Задача для решения - Выберите из листинга ниже все строки, в которых встречается слово «komainu», и перепишите их.

(Записанные данные)

--

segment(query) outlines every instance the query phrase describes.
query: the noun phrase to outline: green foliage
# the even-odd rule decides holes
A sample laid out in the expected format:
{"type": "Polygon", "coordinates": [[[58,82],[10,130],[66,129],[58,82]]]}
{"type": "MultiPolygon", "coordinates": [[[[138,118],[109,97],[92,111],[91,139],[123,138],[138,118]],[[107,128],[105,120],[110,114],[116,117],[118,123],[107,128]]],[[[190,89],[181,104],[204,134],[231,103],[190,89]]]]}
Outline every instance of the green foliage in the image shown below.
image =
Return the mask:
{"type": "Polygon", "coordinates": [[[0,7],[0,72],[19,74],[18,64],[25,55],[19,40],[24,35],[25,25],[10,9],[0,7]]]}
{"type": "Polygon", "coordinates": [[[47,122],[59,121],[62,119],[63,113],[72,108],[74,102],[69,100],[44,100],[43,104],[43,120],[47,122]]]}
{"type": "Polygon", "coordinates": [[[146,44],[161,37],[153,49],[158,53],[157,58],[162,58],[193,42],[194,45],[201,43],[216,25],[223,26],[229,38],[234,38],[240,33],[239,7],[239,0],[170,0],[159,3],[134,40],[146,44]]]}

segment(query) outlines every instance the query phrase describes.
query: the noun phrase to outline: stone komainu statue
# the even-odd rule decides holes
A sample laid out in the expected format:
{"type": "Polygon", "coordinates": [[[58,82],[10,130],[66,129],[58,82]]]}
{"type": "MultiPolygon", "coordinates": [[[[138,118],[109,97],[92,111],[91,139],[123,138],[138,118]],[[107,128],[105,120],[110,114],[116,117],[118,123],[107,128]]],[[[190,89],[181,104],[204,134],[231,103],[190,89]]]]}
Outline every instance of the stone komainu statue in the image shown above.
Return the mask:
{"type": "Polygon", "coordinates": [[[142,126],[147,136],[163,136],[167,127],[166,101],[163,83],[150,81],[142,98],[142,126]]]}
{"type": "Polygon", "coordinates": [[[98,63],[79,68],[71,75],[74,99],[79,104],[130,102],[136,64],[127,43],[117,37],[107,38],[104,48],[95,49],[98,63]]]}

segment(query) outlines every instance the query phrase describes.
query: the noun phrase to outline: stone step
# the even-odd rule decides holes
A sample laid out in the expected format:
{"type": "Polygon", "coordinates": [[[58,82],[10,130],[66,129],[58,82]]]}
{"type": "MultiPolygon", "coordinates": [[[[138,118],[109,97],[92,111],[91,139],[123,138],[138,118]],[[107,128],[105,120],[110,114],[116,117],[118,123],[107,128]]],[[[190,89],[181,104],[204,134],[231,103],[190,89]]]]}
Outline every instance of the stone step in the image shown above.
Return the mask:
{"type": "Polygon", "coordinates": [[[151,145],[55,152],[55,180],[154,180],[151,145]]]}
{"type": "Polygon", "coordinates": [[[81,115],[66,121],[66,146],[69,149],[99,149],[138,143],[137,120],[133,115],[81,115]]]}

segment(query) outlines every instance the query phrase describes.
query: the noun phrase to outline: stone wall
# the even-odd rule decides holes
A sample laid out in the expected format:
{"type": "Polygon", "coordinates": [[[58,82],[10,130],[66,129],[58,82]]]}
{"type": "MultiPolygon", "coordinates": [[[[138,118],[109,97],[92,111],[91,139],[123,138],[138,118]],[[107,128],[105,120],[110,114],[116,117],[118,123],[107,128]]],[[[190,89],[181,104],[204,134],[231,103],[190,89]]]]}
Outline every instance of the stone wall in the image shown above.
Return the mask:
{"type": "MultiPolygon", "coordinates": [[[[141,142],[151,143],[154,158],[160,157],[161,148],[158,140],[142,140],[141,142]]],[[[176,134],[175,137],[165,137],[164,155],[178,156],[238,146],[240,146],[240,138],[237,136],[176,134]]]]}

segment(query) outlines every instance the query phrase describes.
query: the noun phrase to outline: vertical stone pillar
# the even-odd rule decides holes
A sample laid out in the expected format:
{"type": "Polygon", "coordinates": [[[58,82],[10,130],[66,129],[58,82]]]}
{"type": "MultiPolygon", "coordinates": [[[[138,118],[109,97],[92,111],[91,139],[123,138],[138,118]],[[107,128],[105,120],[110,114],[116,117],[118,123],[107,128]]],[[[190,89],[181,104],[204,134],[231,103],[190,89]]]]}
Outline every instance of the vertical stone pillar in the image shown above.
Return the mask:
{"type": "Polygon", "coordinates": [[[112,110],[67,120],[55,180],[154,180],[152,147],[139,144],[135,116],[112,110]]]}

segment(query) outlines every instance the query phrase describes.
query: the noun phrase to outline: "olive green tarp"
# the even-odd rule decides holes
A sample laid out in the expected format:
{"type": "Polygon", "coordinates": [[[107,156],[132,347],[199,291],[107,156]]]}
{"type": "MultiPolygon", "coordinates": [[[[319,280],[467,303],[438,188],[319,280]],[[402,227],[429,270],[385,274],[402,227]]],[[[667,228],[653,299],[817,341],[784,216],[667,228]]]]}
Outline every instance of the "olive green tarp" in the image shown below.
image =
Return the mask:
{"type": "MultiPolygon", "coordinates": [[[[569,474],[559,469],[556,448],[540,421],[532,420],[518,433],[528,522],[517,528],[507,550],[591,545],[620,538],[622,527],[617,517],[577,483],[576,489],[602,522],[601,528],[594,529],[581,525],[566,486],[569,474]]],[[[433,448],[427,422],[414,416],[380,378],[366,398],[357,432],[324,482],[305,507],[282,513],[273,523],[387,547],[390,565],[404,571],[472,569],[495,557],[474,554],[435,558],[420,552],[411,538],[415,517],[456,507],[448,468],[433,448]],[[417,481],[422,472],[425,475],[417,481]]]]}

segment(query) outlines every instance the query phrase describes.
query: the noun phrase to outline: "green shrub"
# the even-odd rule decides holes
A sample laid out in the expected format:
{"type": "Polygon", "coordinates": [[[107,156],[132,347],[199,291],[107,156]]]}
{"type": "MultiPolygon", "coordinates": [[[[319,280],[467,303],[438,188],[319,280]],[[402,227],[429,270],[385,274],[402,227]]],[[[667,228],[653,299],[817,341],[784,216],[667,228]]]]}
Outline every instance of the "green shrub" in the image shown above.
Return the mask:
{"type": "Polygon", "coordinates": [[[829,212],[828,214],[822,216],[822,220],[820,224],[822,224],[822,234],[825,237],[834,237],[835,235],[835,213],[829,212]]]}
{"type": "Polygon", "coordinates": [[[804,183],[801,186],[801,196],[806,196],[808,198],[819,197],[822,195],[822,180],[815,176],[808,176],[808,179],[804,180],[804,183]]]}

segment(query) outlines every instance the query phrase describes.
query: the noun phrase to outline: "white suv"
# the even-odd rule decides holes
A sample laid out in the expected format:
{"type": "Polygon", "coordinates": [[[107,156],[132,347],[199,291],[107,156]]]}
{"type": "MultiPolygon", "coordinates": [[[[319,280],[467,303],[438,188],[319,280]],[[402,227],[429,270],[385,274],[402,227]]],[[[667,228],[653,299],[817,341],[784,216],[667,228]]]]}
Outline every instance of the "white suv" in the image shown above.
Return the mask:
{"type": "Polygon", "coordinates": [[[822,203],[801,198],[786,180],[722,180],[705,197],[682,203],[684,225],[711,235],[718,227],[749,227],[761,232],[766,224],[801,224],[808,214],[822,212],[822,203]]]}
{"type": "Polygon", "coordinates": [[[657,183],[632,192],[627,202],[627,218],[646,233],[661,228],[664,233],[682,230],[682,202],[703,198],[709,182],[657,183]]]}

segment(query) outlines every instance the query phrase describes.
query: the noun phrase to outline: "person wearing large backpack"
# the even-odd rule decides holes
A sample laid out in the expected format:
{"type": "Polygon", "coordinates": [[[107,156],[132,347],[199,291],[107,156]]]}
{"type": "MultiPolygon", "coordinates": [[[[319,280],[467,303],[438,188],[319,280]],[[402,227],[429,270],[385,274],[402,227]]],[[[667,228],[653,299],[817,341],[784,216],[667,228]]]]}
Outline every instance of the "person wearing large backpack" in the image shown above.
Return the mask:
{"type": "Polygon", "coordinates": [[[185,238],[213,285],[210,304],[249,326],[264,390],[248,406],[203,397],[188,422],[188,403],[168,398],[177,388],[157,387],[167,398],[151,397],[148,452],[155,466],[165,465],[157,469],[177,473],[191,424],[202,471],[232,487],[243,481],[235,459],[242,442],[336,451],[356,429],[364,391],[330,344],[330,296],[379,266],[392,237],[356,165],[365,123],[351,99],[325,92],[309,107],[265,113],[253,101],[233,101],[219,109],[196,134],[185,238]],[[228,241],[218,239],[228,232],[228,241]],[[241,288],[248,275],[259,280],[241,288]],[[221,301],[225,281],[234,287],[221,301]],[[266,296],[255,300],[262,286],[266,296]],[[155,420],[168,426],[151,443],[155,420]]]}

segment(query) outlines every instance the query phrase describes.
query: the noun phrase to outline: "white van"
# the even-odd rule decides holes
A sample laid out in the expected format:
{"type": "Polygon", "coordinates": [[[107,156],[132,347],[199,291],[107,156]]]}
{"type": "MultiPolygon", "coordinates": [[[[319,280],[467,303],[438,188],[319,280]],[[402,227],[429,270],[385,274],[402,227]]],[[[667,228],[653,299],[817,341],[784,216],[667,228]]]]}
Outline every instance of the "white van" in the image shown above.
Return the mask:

--

Решение задачи -
query: the noun phrase to outline: stone komainu statue
Outline every instance of the stone komainu statue in the image shown above.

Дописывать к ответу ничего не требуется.